(Collected data)
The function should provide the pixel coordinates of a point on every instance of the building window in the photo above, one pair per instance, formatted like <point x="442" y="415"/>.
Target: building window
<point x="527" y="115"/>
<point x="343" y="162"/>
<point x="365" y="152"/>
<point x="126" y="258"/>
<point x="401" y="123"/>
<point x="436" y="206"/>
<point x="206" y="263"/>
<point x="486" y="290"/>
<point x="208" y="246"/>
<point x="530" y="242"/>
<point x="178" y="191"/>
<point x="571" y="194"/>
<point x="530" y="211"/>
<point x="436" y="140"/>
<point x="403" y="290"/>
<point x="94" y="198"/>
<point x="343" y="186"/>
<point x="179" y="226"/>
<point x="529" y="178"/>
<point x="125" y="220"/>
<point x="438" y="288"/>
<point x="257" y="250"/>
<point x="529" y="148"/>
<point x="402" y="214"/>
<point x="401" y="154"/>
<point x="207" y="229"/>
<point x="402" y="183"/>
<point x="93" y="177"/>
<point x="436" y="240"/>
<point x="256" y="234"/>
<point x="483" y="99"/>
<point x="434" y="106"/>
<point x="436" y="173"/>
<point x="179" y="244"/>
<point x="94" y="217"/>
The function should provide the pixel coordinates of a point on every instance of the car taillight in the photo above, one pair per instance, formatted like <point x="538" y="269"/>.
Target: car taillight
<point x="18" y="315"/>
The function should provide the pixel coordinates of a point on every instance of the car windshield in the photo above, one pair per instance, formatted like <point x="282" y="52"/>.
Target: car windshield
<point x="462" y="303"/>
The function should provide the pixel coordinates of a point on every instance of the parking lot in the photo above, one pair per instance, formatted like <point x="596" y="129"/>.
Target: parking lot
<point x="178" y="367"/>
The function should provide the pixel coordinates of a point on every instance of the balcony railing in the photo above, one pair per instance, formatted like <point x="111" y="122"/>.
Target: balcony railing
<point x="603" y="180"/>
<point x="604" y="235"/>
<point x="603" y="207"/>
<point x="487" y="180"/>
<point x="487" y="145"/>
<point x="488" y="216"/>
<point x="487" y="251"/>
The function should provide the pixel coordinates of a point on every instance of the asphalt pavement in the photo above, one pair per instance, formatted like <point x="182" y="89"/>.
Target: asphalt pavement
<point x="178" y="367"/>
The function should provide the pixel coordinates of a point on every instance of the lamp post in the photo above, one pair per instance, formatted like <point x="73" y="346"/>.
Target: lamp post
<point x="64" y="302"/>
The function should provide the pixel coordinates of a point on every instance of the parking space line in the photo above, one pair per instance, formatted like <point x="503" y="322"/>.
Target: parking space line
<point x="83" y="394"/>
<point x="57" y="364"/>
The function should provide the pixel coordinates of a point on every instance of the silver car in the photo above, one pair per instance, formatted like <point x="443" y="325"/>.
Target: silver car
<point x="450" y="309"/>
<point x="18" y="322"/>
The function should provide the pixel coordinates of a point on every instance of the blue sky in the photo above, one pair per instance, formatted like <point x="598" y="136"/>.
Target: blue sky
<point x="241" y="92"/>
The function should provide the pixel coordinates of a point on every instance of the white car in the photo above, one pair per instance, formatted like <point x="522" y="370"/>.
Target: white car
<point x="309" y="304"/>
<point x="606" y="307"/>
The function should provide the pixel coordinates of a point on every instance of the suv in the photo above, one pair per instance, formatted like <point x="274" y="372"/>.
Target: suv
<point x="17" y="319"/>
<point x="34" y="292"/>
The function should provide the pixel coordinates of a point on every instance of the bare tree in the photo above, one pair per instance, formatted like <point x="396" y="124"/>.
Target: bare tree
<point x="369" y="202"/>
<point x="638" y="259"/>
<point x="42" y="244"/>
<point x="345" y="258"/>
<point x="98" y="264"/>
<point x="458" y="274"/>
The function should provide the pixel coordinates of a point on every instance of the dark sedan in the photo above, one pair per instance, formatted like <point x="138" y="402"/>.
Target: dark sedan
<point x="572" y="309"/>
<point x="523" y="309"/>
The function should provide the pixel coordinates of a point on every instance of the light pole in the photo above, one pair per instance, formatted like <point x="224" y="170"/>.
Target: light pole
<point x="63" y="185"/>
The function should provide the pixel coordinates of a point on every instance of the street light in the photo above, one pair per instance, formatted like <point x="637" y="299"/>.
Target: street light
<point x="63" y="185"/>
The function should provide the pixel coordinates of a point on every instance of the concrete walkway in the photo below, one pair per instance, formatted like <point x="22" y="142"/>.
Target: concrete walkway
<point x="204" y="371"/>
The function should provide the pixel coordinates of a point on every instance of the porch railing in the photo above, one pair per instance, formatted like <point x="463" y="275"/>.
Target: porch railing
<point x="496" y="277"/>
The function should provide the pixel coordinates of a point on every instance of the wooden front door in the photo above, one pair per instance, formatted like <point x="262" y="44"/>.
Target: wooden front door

> **The request**: Recast every line of the records above as a JSON list of strings, one string per line, with any blank lines omitted.

> **Complete answer**:
[
  "The function should provide the pixel coordinates of a point on every instance of the building window in the photo above, one pair per instance, formatted like <point x=\"442\" y=\"415\"/>.",
  "Target: building window",
  "<point x=\"527\" y=\"115\"/>",
  "<point x=\"343\" y=\"162\"/>",
  "<point x=\"365\" y=\"152\"/>",
  "<point x=\"126\" y=\"258\"/>",
  "<point x=\"401\" y=\"123\"/>",
  "<point x=\"436\" y=\"206\"/>",
  "<point x=\"206\" y=\"263\"/>",
  "<point x=\"486\" y=\"290\"/>",
  "<point x=\"208\" y=\"246\"/>",
  "<point x=\"530\" y=\"242\"/>",
  "<point x=\"178\" y=\"191\"/>",
  "<point x=\"571\" y=\"194\"/>",
  "<point x=\"530\" y=\"211\"/>",
  "<point x=\"436\" y=\"140\"/>",
  "<point x=\"403\" y=\"290\"/>",
  "<point x=\"94\" y=\"198\"/>",
  "<point x=\"343\" y=\"186\"/>",
  "<point x=\"179\" y=\"226\"/>",
  "<point x=\"529\" y=\"178\"/>",
  "<point x=\"125\" y=\"220\"/>",
  "<point x=\"438\" y=\"288\"/>",
  "<point x=\"257\" y=\"250\"/>",
  "<point x=\"529\" y=\"148\"/>",
  "<point x=\"402\" y=\"214\"/>",
  "<point x=\"401\" y=\"154\"/>",
  "<point x=\"207\" y=\"229\"/>",
  "<point x=\"402\" y=\"183\"/>",
  "<point x=\"93\" y=\"177\"/>",
  "<point x=\"436\" y=\"240\"/>",
  "<point x=\"256\" y=\"234\"/>",
  "<point x=\"483\" y=\"99\"/>",
  "<point x=\"434\" y=\"106\"/>",
  "<point x=\"436\" y=\"173\"/>",
  "<point x=\"179\" y=\"244\"/>",
  "<point x=\"94\" y=\"217\"/>",
  "The function should provide the pixel coordinates of a point on every instance of the car taillight in the photo above, one pair per instance, formatted like <point x=\"538\" y=\"269\"/>.",
  "Target: car taillight",
  "<point x=\"18\" y=\"315\"/>",
  "The function should provide the pixel coordinates of a point on every instance of the car windshield in the photo above, one pair per instance, formatted like <point x=\"282\" y=\"52\"/>.",
  "Target: car windshield",
  "<point x=\"462\" y=\"303\"/>",
  "The function should provide the pixel coordinates of a point on every instance of the parking lot in the photo above, one pair per instance, formatted like <point x=\"596\" y=\"129\"/>.",
  "Target: parking lot",
  "<point x=\"178\" y=\"367\"/>",
  "The function should provide the pixel coordinates of a point on every instance of the balcony railing in the photo above, one pair per instance, formatted like <point x=\"111\" y=\"122\"/>.",
  "Target: balcony railing",
  "<point x=\"603\" y=\"180\"/>",
  "<point x=\"604\" y=\"235\"/>",
  "<point x=\"603\" y=\"207\"/>",
  "<point x=\"487\" y=\"180\"/>",
  "<point x=\"487\" y=\"145\"/>",
  "<point x=\"488\" y=\"216\"/>",
  "<point x=\"487\" y=\"251\"/>",
  "The function should provide the pixel coordinates of a point on every instance of the asphalt pavement in the photo above, one pair per instance, formatted like <point x=\"182\" y=\"89\"/>.",
  "Target: asphalt pavement",
  "<point x=\"178\" y=\"367\"/>",
  "The function should provide the pixel coordinates of a point on every instance of the lamp post in the photo above, one pair per instance, formatted like <point x=\"73\" y=\"346\"/>.",
  "Target: lamp post",
  "<point x=\"64\" y=\"302\"/>",
  "The function should provide the pixel coordinates of a point on every instance of the parking space line in the photo above, one pair per instance, formatted like <point x=\"503\" y=\"322\"/>.",
  "Target: parking space line",
  "<point x=\"83\" y=\"394\"/>",
  "<point x=\"57\" y=\"364\"/>",
  "The function should provide the pixel coordinates of a point on every instance of the silver car in the photo above, one pair per instance, formatted like <point x=\"443\" y=\"325\"/>.",
  "Target: silver car",
  "<point x=\"450\" y=\"309\"/>",
  "<point x=\"18\" y=\"322\"/>",
  "The function should provide the pixel coordinates of a point on every instance of the blue sky in the photo above, one pair per instance, formatted like <point x=\"598\" y=\"136\"/>.",
  "Target: blue sky",
  "<point x=\"241\" y=\"92\"/>",
  "The function should provide the pixel coordinates of a point on every instance of the white car in the photo above, one pair per instance, formatted like <point x=\"522\" y=\"370\"/>.",
  "Target: white car",
  "<point x=\"309\" y=\"304\"/>",
  "<point x=\"606\" y=\"307\"/>",
  "The function should provide the pixel coordinates of a point on every instance of the suv in the photo above, one pair per instance, formatted like <point x=\"274\" y=\"372\"/>.",
  "Target: suv",
  "<point x=\"17\" y=\"319\"/>",
  "<point x=\"34\" y=\"292\"/>",
  "The function should provide the pixel coordinates of a point on every instance of the bare tree in the photo above, one pair per instance, formatted like <point x=\"396\" y=\"124\"/>.",
  "Target: bare tree",
  "<point x=\"369\" y=\"202\"/>",
  "<point x=\"638\" y=\"259\"/>",
  "<point x=\"42\" y=\"244\"/>",
  "<point x=\"345\" y=\"258\"/>",
  "<point x=\"98\" y=\"264\"/>",
  "<point x=\"458\" y=\"274\"/>",
  "The function should provide the pixel coordinates of a point on every instance of the dark sedan in the photo above, one pair per instance, formatted like <point x=\"138\" y=\"402\"/>.",
  "Target: dark sedan",
  "<point x=\"572\" y=\"309\"/>",
  "<point x=\"523\" y=\"309\"/>",
  "The function should provide the pixel coordinates of a point on every instance of the light pole in the photo above, one pair per instance, formatted like <point x=\"224\" y=\"170\"/>.",
  "Target: light pole",
  "<point x=\"63\" y=\"185\"/>",
  "The function should provide the pixel coordinates of a point on every instance of the street light in the photo above, one pair per instance, formatted like <point x=\"637\" y=\"299\"/>.",
  "Target: street light",
  "<point x=\"63\" y=\"185\"/>",
  "The function should provide the pixel coordinates of a point on every instance of the concrete walkway in the photo below, one pair per instance, formatted like <point x=\"22\" y=\"142\"/>.",
  "Target: concrete walkway",
  "<point x=\"204\" y=\"371\"/>",
  "The function should provide the pixel coordinates of a point on every instance of the porch railing in the photo above, one pair per instance, formatted like <point x=\"463\" y=\"275\"/>.",
  "Target: porch railing",
  "<point x=\"496\" y=\"277\"/>",
  "The function should provide the pixel coordinates of a point on every instance of the wooden front door in the photo above, one pair per instance, formatted like <point x=\"262\" y=\"44\"/>.",
  "Target: wooden front door"
]